**Exercise directions**
Going down the data below, set down exactly the line with "find white blouse" and each line after it through the line with "find window glass"; no other lines.

**Available records**
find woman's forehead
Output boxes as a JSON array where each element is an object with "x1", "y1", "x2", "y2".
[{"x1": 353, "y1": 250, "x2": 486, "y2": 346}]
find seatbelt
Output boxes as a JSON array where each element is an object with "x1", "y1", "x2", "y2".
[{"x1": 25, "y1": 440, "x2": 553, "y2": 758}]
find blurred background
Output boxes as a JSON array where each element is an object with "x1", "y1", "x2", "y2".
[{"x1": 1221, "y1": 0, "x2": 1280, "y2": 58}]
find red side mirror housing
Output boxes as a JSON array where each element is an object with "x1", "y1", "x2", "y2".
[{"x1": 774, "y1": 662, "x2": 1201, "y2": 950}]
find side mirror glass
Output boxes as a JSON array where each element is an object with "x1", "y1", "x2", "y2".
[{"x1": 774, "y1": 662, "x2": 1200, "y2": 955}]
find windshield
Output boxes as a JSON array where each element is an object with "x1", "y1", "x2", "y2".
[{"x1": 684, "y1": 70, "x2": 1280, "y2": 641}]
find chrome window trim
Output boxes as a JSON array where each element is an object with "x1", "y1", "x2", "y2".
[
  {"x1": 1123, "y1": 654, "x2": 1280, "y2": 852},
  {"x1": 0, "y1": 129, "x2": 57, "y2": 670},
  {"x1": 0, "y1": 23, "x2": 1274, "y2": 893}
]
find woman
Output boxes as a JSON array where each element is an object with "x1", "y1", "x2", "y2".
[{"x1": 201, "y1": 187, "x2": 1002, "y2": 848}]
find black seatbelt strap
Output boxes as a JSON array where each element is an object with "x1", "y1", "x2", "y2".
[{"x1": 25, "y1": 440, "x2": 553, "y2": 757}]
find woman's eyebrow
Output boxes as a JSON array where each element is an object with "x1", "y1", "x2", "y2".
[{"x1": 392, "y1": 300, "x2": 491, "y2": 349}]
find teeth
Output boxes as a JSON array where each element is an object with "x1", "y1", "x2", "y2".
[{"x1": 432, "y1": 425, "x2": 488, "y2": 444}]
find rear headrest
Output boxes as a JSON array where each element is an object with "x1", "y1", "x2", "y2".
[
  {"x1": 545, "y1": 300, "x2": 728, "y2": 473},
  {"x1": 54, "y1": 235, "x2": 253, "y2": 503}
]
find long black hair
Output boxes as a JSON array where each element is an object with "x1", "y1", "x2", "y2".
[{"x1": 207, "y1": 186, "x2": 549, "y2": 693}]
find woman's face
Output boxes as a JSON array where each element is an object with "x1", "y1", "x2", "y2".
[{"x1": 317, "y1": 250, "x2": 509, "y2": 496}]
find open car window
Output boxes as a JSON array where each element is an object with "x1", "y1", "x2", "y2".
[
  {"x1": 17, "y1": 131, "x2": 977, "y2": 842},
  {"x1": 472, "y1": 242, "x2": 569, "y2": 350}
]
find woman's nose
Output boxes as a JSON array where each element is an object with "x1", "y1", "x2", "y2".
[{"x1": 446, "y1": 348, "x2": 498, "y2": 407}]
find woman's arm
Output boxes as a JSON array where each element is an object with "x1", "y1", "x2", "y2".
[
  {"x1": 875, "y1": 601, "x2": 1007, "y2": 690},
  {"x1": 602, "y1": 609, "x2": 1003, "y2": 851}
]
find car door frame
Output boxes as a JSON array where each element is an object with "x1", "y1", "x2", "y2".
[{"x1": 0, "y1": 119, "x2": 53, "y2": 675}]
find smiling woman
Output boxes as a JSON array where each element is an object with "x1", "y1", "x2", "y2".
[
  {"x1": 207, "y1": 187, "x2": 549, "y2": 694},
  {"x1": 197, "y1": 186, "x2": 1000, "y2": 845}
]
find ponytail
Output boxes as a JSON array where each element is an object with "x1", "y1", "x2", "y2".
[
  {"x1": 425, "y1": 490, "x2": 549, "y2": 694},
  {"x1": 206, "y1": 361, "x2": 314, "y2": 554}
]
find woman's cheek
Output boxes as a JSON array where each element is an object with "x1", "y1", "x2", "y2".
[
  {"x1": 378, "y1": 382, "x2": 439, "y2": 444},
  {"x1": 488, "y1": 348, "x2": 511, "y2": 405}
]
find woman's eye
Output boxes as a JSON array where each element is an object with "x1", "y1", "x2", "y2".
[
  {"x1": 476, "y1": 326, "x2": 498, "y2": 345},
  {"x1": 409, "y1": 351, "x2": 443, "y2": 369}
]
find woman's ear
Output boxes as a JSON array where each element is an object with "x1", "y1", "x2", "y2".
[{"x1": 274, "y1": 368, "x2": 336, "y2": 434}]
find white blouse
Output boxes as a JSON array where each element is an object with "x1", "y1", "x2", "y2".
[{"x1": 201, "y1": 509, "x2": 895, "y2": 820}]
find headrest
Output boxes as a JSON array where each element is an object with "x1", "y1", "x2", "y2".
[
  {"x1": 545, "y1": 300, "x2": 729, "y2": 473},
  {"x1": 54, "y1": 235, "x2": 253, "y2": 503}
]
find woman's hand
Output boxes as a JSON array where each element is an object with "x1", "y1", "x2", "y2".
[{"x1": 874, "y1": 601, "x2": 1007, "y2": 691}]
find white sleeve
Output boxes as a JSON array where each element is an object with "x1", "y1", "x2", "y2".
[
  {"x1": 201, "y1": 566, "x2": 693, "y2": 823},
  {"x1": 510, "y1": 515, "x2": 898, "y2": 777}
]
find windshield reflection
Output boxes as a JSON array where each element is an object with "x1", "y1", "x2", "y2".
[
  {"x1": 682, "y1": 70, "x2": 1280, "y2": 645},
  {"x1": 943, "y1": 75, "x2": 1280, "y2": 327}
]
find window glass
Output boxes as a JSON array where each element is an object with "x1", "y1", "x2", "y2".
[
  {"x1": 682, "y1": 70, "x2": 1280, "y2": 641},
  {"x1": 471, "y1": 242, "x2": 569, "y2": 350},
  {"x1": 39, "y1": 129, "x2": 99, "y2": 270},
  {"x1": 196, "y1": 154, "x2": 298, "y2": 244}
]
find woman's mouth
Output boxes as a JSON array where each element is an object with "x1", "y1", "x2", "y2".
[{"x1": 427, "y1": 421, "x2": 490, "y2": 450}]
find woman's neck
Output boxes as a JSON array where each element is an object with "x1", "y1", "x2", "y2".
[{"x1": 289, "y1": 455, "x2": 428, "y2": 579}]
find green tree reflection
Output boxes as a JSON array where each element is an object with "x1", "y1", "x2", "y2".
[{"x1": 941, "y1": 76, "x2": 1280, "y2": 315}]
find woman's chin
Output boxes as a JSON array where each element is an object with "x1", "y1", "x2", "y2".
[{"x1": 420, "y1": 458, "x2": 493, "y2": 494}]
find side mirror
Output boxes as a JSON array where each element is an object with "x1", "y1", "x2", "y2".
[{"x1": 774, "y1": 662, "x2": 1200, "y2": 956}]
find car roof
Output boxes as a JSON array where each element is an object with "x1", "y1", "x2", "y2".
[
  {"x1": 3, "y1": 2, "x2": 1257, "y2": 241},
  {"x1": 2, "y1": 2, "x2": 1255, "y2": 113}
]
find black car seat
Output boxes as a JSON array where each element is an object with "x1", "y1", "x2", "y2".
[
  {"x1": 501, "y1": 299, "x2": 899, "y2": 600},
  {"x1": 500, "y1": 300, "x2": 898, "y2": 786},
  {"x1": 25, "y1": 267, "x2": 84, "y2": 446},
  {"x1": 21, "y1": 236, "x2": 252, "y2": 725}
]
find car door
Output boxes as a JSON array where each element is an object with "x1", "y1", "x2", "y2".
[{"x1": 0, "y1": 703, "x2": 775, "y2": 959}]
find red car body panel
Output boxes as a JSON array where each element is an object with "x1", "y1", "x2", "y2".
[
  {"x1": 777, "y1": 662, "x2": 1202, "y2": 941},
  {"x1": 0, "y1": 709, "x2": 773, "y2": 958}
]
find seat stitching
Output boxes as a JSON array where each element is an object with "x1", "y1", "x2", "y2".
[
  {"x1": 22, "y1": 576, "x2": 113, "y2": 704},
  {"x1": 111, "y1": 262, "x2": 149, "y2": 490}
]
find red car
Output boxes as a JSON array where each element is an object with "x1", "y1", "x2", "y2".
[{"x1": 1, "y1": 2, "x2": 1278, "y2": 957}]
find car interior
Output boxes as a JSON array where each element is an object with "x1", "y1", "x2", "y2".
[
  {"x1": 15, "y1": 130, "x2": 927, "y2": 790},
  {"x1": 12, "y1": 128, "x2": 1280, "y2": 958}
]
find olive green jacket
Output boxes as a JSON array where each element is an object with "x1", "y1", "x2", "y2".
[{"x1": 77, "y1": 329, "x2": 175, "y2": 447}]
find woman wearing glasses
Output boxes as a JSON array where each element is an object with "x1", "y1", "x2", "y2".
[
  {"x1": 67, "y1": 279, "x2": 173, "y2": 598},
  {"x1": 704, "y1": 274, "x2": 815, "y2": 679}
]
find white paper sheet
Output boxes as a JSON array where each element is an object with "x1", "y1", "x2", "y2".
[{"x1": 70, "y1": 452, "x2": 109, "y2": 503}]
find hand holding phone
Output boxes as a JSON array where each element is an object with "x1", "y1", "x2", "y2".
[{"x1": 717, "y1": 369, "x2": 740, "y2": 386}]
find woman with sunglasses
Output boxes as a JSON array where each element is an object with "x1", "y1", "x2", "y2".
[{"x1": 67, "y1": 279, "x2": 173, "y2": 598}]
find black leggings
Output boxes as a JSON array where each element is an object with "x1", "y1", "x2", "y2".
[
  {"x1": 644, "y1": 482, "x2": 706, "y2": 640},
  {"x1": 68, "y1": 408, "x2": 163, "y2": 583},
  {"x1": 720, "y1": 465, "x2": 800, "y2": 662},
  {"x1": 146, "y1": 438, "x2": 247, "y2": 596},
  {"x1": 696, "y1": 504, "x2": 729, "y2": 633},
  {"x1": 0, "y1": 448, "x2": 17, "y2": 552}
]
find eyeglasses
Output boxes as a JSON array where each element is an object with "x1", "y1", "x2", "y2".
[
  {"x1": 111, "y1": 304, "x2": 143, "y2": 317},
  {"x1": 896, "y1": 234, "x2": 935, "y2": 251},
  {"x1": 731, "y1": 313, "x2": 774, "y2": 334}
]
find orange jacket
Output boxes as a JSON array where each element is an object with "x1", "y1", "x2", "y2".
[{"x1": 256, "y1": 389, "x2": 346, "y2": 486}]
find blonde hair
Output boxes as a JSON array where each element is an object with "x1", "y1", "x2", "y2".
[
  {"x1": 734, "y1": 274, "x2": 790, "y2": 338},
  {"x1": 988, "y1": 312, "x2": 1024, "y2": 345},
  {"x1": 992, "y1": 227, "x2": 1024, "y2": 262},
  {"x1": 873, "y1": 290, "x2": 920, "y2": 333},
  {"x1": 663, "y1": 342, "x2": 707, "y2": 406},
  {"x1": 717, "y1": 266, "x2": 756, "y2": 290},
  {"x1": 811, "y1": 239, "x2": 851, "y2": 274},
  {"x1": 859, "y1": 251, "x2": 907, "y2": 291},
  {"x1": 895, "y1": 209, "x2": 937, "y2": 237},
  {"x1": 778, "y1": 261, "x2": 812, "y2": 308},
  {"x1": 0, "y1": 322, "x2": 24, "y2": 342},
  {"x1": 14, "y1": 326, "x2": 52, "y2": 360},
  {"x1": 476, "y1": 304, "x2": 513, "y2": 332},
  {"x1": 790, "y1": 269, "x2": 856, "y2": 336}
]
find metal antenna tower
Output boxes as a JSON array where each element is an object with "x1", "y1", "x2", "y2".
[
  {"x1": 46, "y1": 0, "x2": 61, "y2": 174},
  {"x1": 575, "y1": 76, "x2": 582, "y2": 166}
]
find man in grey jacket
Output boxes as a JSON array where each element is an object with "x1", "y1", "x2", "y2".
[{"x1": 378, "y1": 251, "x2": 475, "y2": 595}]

**Answer for this exercise**
find white blouse
Output boxes as a JSON array where each element is an object with "x1", "y1", "x2", "y2".
[{"x1": 201, "y1": 509, "x2": 895, "y2": 820}]
find headrest
Output boxes as a JSON array where each element is an object with "x1", "y1", "x2", "y2".
[
  {"x1": 545, "y1": 300, "x2": 729, "y2": 473},
  {"x1": 54, "y1": 235, "x2": 253, "y2": 503}
]
find woman's hand
Output boxes as a JSON array where each element is an object with "x1", "y1", "x2", "y2".
[{"x1": 874, "y1": 601, "x2": 1007, "y2": 691}]
find white sleeve
Output boxes as a JSON array where each element is an object with "x1", "y1", "x2", "y2".
[
  {"x1": 201, "y1": 566, "x2": 693, "y2": 823},
  {"x1": 510, "y1": 515, "x2": 898, "y2": 777}
]
find windshield reflection
Output boxes as a JSON array where each element is an object with "x1", "y1", "x2", "y2".
[
  {"x1": 682, "y1": 70, "x2": 1280, "y2": 645},
  {"x1": 943, "y1": 75, "x2": 1280, "y2": 327}
]
find window glass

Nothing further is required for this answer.